→ **Records shown**
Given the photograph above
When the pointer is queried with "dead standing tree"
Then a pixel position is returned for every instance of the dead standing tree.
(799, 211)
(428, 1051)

→ **Stated exercise**
Reproduce the listing above line for line, with no changes to any wording or punctuation.

→ **Answer in full**
Given the photograph above
When the pointer is queried with "dead standing tree"
Then a pixel position is returned for every instance of the dead standing tree.
(799, 211)
(428, 1051)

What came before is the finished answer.